Recast every line of the records below as a JSON list of strings, one string per line, leaving out any blank lines.

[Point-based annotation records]

╔══

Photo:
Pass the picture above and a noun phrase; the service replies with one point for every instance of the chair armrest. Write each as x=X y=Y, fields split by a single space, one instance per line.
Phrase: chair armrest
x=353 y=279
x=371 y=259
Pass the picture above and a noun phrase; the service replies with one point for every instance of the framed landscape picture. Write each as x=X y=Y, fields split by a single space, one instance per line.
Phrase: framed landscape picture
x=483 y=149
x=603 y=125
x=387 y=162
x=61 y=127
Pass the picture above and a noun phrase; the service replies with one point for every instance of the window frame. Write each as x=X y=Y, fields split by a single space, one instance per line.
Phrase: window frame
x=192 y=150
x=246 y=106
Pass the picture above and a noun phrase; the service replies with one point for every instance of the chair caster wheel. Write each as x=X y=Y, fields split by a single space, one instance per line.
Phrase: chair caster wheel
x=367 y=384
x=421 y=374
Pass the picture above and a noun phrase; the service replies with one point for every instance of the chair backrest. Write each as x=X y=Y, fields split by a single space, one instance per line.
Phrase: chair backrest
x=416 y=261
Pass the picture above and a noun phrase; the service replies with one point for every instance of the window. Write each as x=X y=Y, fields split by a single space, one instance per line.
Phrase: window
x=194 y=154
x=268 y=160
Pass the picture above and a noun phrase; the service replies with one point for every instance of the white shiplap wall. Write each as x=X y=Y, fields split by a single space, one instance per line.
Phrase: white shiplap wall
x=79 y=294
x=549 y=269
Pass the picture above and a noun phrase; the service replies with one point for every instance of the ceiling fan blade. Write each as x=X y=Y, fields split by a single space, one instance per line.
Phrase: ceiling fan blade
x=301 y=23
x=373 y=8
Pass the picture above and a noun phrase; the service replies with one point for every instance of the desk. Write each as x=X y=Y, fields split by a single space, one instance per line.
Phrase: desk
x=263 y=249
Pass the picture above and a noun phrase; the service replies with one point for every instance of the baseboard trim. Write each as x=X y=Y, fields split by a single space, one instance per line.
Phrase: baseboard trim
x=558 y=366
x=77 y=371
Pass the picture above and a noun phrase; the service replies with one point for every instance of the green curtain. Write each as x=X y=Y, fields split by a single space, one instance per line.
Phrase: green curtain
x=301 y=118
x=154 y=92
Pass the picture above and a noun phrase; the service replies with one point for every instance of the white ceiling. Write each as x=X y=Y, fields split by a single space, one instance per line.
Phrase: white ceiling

╚══

## Response to the task
[
  "Photo:",
  "Pass the picture above and a noun phrase; the service replies with one point for every instance of the chair armrest. Write each as x=X y=Y, fields split by a single space, one instance per line.",
  "Phrase: chair armrest",
  "x=353 y=279",
  "x=371 y=259",
  "Pass the picture above and a noun phrase; the service replies with one point for every instance of the framed landscape picture. Write each as x=X y=Y, fields split by a single space, one instance per line.",
  "Phrase: framed landscape picture",
  "x=483 y=149",
  "x=603 y=125",
  "x=387 y=162",
  "x=61 y=127",
  "Pass the picture above and a noun phrase; the service replies with one point for every instance of the window frame. Write each as x=X y=Y, fields split by a single space, one instance per line.",
  "Phrase: window frame",
  "x=192 y=150",
  "x=246 y=106",
  "Pass the picture above and a noun phrase; the service replies with one point for every instance of the chair caster wheel. Write each as x=X y=Y, fields split by a single space, one instance per line.",
  "Phrase: chair caster wheel",
  "x=367 y=384",
  "x=421 y=374",
  "Pass the picture above and a noun phrase; the service replies with one point for every instance of the chair backrest. Write each as x=X y=Y, fields split by a single space, one instance per line.",
  "Phrase: chair backrest",
  "x=416 y=261",
  "Pass the picture above and a noun phrase; the service replies with one point for every instance of the window. Write each as x=X y=Y, fields split by a single space, one instance per line.",
  "Phrase: window",
  "x=194 y=154",
  "x=268 y=160",
  "Pass the picture above and a noun phrase; the service replies with one point for every instance of the white shiplap wall. Write each as x=X y=Y, fields split by a single space, one instance per line.",
  "Phrase: white shiplap wall",
  "x=79 y=294",
  "x=549 y=269",
  "Pass the picture above and a noun phrase; the service replies with one point for every instance of the ceiling fan blade. Write each as x=X y=Y, fields split by a single space, one instance per line.",
  "Phrase: ceiling fan blade",
  "x=301 y=23",
  "x=373 y=8",
  "Pass the picture above and a noun phrase; the service replies with one point for every instance of the desk. Write each as x=X y=Y, fields split by a single space, one instance per line.",
  "Phrase: desk",
  "x=263 y=249",
  "Pass the picture above and a noun phrase; the service replies with one point for every instance of the baseboard trim. Write each as x=X y=Y, fields split by a single space, one instance per line.",
  "Phrase: baseboard trim",
  "x=558 y=366",
  "x=77 y=371",
  "Pass the picture above and a noun phrase; the service replies with one point for every instance of the green curtain. Write each as x=X y=Y, fields split by a single space, one instance per line.",
  "Phrase: green curtain",
  "x=301 y=118",
  "x=154 y=92",
  "Pass the picture above and a noun phrase; the service replies with one point for every instance of the white ceiling. Write each as x=X y=Y, fields split by a single space, one instance per line.",
  "Phrase: white ceiling"
]